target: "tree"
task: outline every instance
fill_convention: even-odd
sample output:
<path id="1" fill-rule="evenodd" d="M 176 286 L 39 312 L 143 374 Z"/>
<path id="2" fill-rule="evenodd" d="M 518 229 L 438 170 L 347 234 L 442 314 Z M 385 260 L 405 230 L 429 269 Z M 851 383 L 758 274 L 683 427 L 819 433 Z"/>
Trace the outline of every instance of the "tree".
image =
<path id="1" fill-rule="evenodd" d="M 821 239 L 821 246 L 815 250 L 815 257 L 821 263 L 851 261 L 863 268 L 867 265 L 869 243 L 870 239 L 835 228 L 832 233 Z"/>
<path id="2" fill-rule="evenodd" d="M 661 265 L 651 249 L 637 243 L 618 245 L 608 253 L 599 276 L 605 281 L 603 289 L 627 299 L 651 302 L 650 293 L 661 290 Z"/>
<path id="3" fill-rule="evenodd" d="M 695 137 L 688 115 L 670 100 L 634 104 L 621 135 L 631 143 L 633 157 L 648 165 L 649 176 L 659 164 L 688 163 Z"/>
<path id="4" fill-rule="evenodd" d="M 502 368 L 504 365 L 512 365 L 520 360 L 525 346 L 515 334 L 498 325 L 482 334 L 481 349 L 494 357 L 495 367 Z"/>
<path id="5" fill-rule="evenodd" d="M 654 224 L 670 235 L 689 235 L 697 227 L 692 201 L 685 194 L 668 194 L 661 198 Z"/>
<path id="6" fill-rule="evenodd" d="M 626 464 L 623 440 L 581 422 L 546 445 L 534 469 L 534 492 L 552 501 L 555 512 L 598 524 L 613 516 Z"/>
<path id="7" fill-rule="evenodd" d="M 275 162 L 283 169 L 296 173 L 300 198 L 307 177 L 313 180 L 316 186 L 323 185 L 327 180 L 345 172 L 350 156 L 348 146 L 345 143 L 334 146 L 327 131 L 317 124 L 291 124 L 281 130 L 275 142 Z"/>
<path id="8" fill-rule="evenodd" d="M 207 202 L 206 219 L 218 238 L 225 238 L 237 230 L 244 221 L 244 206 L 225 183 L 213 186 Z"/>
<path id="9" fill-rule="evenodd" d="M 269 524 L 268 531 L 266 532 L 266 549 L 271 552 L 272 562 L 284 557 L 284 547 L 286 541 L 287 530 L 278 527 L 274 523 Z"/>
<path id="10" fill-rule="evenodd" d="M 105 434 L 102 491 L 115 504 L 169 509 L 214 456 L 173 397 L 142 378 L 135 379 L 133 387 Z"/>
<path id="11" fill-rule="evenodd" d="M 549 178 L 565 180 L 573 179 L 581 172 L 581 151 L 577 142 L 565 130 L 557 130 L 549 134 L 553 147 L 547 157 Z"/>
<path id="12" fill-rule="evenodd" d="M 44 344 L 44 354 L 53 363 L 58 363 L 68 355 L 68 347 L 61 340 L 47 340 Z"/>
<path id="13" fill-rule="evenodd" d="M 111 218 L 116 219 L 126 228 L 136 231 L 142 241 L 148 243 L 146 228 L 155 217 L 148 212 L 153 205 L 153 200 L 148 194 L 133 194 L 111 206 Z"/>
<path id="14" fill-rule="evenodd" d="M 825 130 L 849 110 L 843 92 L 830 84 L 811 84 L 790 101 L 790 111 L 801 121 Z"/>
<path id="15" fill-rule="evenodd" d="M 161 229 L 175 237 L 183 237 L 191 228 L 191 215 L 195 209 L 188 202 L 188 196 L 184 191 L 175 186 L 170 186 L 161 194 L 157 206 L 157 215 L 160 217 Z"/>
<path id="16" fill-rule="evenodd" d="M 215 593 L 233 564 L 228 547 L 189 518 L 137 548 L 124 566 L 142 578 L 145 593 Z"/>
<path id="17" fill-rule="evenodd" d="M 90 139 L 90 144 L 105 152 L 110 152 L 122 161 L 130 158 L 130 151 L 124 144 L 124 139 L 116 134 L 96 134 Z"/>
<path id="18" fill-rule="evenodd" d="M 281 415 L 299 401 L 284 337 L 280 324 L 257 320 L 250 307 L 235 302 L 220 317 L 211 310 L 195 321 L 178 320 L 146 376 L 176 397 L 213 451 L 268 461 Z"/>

☆ ☆ ☆ ☆

Repeat the lines of the items word for word, from the first line of the items through the line containing "821 239 L 821", including both of those lines.

target: "tree"
task: outline every instance
fill_convention: even-odd
sample output:
<path id="1" fill-rule="evenodd" d="M 176 286 L 39 312 L 143 374 Z"/>
<path id="2" fill-rule="evenodd" d="M 518 229 L 438 170 L 347 234 L 442 314 Z M 385 260 L 405 230 L 429 269 Z M 851 383 L 758 274 L 683 427 L 819 433 Z"/>
Trace the outline of every instance of the "tree".
image =
<path id="1" fill-rule="evenodd" d="M 821 239 L 821 246 L 815 250 L 815 257 L 821 263 L 851 261 L 863 268 L 867 265 L 869 243 L 870 239 L 835 228 L 832 233 Z"/>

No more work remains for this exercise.